What this exercise asks
a. Pull out every line of the listing that contains the word "building". Case counts.
b. Carry on the passage about ALARA radiation rules from the point where it stops.

Extract

Nuclear survived these bloated operating costs for a while. But then fracking came along; and the real cost of gas dropped by a factor of three. We now have the nonsensical situation where a fully depreciated nuclear plant which should have a marginal cost of well below a penny a kWh cannot compete with natural gas, a high marginal cost source of electricity. That's the power of ALARA.
4) ALARA sends an important message. The message is we should spend substantial resources reducing radiation exposure, even if the exposure is already far below the dose rates which have resulted in detectable harm. There is no dose rate below which it does not make sense to reduce the dose rate further. ALARA says to one and all, any radiation is perilous.
ALARA is often defended by emphasizing the adverb ``reasonably". The assumption is that the regulator will be reasonable. But what is perfectly reasonable to a bureaucrat covering his rear can seem nonsensical to the rest of us. But it is the bureaucrat's opinion that counts.
Here's an example from Rockwell:
A forklift at the Idaho National Engineering Laboratory moved a small spent fuel cask from the storage pool to the hot cell. The cask had not been properly drained and some pool water was dribbled onto the blacktop along the way. Despite the fact that some characters had taken a midnight swim in such a pool in the days when I used to visit there and were none the worse for it, storage pool water is defined as a hazardous contaminant. It was deemed necessary therefore to dig up the entire path of the forklift, creating a trench two feet wide by a half mile long that was dubbed Toomer's Creek, after the unfortunate worker whose job it was to ensure that the cask was fully drained.

Records for this exercise
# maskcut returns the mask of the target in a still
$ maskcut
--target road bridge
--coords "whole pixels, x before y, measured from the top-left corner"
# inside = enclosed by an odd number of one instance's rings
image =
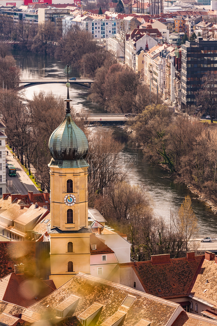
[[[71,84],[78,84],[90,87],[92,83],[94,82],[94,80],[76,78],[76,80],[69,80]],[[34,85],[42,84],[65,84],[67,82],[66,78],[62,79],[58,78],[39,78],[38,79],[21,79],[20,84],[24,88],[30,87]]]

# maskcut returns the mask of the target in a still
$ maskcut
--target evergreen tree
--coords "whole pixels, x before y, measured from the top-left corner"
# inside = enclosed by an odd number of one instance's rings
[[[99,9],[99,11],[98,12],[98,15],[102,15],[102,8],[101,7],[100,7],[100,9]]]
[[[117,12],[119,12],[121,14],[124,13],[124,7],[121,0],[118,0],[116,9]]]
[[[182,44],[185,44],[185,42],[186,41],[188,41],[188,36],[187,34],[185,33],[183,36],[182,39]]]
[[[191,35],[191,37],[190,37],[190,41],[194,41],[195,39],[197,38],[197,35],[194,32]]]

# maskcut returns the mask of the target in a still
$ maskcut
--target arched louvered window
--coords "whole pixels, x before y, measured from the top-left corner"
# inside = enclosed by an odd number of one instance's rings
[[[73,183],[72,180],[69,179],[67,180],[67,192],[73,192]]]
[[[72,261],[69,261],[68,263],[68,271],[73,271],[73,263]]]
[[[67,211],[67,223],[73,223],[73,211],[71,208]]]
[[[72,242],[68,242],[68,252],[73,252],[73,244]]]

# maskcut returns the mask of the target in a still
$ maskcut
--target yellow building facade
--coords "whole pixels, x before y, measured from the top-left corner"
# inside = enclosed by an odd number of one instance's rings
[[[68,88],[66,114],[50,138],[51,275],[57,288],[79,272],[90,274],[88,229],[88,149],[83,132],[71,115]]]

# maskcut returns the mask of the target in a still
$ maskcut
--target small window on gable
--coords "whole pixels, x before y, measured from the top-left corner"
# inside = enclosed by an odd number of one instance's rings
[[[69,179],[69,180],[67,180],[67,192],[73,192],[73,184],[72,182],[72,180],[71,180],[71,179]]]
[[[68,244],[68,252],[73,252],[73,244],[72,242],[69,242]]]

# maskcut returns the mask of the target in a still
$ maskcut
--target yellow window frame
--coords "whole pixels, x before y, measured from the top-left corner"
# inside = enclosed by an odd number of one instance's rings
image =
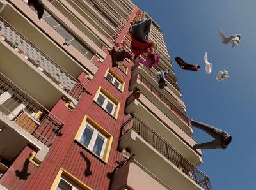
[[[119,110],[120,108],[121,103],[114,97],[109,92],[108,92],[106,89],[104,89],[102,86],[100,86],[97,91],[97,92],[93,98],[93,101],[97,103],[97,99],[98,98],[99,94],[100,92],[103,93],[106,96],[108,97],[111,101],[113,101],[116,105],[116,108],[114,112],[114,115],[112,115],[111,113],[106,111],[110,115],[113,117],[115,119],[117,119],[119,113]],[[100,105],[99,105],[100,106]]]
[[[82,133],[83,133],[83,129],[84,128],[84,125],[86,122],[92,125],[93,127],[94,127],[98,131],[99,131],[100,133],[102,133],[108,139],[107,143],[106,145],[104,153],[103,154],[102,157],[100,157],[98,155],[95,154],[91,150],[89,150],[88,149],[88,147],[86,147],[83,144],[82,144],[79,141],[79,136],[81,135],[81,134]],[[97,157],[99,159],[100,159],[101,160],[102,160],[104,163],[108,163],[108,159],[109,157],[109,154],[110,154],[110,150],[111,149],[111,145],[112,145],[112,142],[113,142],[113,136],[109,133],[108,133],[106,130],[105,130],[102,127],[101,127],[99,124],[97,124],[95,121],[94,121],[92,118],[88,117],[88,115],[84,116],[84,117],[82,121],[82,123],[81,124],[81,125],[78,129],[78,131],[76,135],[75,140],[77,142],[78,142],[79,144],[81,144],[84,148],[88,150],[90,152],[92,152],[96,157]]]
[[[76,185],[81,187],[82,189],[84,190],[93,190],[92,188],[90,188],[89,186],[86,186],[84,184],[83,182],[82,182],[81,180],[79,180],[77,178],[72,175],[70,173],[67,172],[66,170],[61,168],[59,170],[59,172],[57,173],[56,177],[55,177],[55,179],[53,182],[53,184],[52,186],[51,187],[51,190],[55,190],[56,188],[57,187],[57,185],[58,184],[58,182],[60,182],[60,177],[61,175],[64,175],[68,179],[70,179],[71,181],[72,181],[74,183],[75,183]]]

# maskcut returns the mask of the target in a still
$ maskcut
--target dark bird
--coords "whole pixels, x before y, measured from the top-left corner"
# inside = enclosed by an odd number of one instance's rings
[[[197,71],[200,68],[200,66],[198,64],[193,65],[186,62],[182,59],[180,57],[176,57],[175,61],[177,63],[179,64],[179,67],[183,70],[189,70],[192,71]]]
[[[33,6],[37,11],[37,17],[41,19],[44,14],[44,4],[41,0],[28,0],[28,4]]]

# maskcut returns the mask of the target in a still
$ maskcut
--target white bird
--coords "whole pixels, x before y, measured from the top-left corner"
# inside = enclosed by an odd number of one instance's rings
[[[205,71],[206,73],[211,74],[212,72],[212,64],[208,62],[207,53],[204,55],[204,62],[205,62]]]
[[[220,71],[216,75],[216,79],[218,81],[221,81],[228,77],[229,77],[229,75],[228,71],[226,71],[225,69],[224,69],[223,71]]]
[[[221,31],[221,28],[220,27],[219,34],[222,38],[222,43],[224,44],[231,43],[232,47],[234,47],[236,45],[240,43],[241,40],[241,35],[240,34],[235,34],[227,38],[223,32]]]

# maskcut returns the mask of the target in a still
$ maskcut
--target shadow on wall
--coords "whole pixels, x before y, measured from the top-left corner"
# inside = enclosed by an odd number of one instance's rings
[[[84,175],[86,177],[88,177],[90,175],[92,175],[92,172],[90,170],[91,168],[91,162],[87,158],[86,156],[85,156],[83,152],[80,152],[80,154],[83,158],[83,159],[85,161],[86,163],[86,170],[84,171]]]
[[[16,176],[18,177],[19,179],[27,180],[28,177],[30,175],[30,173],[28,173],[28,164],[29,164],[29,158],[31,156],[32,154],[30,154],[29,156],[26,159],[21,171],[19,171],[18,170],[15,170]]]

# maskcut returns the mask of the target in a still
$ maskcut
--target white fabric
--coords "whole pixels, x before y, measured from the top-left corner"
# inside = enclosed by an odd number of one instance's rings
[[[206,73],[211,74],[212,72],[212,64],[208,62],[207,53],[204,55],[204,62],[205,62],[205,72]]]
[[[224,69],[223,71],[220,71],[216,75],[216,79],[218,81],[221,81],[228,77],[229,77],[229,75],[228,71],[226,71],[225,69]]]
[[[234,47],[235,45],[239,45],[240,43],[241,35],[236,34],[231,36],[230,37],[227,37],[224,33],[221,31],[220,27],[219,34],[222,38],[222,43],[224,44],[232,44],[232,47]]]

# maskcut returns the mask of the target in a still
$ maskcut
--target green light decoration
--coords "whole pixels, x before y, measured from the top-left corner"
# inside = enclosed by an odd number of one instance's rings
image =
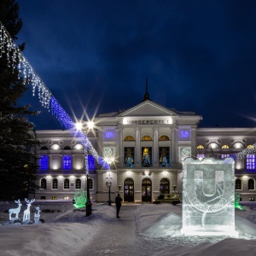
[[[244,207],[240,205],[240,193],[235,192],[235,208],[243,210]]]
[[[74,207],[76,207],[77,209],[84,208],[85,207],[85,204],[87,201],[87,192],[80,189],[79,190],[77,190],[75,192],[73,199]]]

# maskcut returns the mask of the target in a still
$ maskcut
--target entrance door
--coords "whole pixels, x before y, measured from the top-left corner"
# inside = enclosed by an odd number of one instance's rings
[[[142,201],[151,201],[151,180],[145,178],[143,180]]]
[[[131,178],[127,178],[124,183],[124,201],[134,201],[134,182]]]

---

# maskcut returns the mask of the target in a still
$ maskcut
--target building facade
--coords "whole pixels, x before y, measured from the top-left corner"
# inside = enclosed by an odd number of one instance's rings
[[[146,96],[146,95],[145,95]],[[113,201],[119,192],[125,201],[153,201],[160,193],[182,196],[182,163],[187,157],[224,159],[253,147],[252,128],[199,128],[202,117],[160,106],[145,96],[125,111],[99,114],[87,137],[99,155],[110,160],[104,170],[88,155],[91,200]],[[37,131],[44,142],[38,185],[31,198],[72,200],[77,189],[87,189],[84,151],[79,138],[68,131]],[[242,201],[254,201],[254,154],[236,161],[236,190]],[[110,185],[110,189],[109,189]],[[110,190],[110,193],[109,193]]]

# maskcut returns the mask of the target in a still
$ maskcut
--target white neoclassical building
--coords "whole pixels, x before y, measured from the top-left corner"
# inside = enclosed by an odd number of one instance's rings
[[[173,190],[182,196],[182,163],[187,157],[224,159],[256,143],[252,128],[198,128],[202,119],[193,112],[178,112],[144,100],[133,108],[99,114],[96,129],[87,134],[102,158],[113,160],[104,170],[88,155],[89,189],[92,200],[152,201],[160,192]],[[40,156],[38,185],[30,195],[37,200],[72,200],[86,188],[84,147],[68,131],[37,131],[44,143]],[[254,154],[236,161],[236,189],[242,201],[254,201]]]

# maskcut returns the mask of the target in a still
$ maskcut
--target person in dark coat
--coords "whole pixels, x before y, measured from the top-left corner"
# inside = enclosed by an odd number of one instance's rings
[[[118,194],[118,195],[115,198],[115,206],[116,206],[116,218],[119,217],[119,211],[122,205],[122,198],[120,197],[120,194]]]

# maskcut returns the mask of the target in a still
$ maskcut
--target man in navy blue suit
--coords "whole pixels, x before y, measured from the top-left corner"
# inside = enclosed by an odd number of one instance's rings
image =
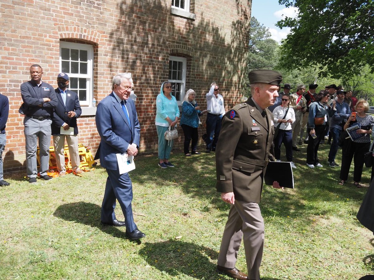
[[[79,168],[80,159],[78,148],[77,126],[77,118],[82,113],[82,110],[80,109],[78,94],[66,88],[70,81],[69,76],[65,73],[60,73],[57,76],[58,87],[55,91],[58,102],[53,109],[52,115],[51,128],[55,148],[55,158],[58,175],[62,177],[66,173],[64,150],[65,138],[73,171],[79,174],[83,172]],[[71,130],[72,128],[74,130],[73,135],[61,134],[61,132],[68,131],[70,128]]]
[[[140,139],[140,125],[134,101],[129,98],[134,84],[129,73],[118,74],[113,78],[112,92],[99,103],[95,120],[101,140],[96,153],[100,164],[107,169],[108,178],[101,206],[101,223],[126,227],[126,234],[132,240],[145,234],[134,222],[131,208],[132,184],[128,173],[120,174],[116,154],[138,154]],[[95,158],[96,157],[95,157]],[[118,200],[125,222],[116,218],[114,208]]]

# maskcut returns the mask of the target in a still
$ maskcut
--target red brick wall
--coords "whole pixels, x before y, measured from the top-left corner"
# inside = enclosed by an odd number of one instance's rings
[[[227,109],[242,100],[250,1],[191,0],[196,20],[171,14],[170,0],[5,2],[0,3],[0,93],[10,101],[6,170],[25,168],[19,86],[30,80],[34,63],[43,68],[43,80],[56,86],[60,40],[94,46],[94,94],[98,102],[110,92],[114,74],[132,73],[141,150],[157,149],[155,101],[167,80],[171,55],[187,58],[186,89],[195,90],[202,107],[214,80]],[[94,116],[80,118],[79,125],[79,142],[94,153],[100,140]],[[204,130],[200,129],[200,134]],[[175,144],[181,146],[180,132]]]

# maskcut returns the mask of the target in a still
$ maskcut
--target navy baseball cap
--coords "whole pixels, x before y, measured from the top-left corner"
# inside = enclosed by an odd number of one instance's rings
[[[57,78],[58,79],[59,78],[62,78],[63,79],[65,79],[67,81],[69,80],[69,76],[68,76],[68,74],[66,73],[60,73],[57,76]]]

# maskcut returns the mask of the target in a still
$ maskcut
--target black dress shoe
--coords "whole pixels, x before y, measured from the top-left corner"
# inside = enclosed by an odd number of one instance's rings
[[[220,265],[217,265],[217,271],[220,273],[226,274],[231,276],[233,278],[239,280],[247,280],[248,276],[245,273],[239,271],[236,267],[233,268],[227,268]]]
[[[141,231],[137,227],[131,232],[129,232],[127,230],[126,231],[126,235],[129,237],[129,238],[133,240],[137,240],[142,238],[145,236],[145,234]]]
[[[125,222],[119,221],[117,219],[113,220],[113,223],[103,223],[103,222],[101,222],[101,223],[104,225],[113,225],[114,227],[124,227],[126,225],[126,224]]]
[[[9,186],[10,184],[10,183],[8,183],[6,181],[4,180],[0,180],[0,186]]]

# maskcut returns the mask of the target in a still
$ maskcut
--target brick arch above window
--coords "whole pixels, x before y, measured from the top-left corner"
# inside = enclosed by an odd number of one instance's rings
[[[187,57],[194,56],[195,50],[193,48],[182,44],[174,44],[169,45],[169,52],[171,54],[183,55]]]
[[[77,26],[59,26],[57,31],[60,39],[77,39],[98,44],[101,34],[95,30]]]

---

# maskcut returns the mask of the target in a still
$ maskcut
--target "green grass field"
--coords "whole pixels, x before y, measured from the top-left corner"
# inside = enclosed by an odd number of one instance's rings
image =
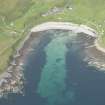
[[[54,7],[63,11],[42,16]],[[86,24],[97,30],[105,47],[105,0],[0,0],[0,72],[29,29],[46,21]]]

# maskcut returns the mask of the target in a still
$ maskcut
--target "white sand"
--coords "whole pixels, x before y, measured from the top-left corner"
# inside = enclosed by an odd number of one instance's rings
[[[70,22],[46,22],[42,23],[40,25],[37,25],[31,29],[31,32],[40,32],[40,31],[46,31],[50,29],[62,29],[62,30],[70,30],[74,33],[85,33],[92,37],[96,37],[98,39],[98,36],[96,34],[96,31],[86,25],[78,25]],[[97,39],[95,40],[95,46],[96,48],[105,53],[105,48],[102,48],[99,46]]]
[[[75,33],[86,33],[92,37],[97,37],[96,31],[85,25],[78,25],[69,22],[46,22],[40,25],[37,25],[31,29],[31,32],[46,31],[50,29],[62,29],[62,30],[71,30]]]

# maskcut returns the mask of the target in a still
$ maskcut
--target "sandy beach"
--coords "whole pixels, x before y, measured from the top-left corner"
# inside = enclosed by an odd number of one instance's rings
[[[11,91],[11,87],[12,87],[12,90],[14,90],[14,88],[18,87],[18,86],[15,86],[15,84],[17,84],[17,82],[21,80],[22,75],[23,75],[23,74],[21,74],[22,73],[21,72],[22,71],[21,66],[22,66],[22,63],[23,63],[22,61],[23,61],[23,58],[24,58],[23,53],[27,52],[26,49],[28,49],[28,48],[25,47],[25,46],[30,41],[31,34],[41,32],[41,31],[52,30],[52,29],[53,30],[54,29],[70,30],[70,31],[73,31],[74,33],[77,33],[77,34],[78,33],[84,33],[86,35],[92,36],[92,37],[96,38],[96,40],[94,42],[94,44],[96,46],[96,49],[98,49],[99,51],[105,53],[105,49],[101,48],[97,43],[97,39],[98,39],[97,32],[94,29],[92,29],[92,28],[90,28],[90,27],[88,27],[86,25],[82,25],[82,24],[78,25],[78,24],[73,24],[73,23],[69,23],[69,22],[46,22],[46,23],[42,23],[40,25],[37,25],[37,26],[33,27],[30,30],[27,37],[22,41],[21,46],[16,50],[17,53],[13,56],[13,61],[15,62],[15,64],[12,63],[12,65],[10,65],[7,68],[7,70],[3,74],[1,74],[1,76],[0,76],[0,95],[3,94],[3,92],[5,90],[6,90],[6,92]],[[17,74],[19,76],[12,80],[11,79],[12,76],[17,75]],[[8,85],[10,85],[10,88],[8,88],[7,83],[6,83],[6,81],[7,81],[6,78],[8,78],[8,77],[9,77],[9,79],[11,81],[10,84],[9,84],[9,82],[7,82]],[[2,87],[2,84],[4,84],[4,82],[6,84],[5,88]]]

Outputs by task
a.
--target yellow building facade
--target building facade
--target white neoclassical building

b.
The Bannock Paving Company was hired to repave the entire road. Bannock used slag from the local phosphate plants as aggregate in the blacktop, which had proved to be highly satisfactory in many of the roads in the Pocatello, Idaho area. After the job was complete, it was learned that the aggregate was naturally high in thorium, and was more radioactive that the material that had been dug up, marked with the dreaded radiation symbol, and hauled away for expensive, long-term burial.
The bureaucrat is playing with other people's money. For him, the Toomer's Creek expenditure was quite reasonable. It cost him nothing while completely rectifying the mistake. Toomer's Creek is just a particularly silly example of a pervasive and totally debilitating doctrine. Unless ALARA is dispensed with, nuclear power is doomed.